## Required action:
An exact copy of all the entries is what is needed here.

## Listed entries:
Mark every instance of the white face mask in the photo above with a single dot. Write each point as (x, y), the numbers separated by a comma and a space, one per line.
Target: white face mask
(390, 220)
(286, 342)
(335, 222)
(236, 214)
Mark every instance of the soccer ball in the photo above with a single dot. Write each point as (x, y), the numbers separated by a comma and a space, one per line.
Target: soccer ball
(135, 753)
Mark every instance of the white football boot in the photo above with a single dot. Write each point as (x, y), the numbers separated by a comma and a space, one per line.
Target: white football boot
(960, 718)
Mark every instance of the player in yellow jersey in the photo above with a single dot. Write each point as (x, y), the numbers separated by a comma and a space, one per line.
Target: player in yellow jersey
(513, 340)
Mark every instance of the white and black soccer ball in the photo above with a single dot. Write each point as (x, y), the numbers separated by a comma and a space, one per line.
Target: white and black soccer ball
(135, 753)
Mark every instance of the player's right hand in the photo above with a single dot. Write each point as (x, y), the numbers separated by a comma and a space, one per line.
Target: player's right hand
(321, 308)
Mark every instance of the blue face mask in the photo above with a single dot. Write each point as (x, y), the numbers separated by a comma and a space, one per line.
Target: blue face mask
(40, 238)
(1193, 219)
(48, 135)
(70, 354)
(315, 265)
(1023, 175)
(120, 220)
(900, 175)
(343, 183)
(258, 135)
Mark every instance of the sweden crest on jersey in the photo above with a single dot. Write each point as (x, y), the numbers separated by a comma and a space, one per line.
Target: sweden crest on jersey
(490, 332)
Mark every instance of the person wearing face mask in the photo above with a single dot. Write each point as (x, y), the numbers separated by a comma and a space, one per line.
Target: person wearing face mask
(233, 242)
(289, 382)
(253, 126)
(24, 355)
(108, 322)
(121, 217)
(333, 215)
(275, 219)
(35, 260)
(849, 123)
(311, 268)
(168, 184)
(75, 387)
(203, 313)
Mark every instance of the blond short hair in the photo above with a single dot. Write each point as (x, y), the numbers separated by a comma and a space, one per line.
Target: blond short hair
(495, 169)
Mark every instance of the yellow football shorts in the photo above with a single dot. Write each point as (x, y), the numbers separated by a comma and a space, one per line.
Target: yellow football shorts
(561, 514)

## Exercise solution:
Mark every instance of the white face mask in the photo above with a single dot. Write each point as (x, y), the numbers separated by a comma and a space, one per line.
Target: white face mask
(390, 220)
(286, 342)
(335, 222)
(236, 214)
Mark every instance of the soccer ball in the photo above with a single dot. Write each point as (x, y), the numbers separated by a comma and a space, one per line.
Target: soccer ball
(135, 753)
Mark every instance of the white football boot in the photo above with a single dot. Write each point as (x, y), the numbers separated by a comma and a space, one per line.
Target: white football boot
(960, 718)
Mark every instance of the player in yellow jersey in the photo above with a single dot. Write each point as (x, y), the numbers separated by a comma and a space, one per line.
Target: player in yellow jersey
(513, 340)
Mark every instance of the white and black soccer ball in the photo above with a single dot. Write each point as (x, y), the numbers separated by a comma and a space, one per line.
Target: white and black soccer ball
(135, 753)
Mark every instance of the player's right hand in the photo above with a single dot. Write each point as (x, y), the numbers separated by a comma and a space, one per line.
Target: player's right hand
(321, 308)
Mark every instance of the blue face mask in the photo above with a single dot. Write each point as (x, y), the numbers separated by a comma and a space, one per line.
Target: blue face mask
(40, 238)
(1193, 219)
(48, 135)
(70, 354)
(315, 265)
(1023, 175)
(120, 220)
(900, 175)
(343, 183)
(258, 135)
Mark every instance of the sweden crest on jersey in the photo above with a single dot. Write each point as (x, y), the numbers separated by a comma and a space, one per line.
Target: sweden crest on jersey
(490, 332)
Mark every instance of the person wearing face mask in the photo above with a single dot. Write each point as (x, y), the numbers separated by a comma and a space, one per line.
Target: person wearing face mask
(233, 242)
(289, 382)
(253, 126)
(24, 355)
(108, 322)
(121, 217)
(333, 215)
(275, 219)
(35, 260)
(849, 123)
(311, 268)
(168, 184)
(75, 387)
(203, 313)
Mark every instance of the blond short hair in the photo above with a single dot. Write each point as (x, y), the numbers separated by a comma and a space, one per line.
Target: blond short hair
(495, 169)
Mark every instance of the yellow football shorts in the photo above with a single dot. Write each point as (x, y), the numbers separated by a comma and a space, one per line.
Target: yellow football shorts
(561, 514)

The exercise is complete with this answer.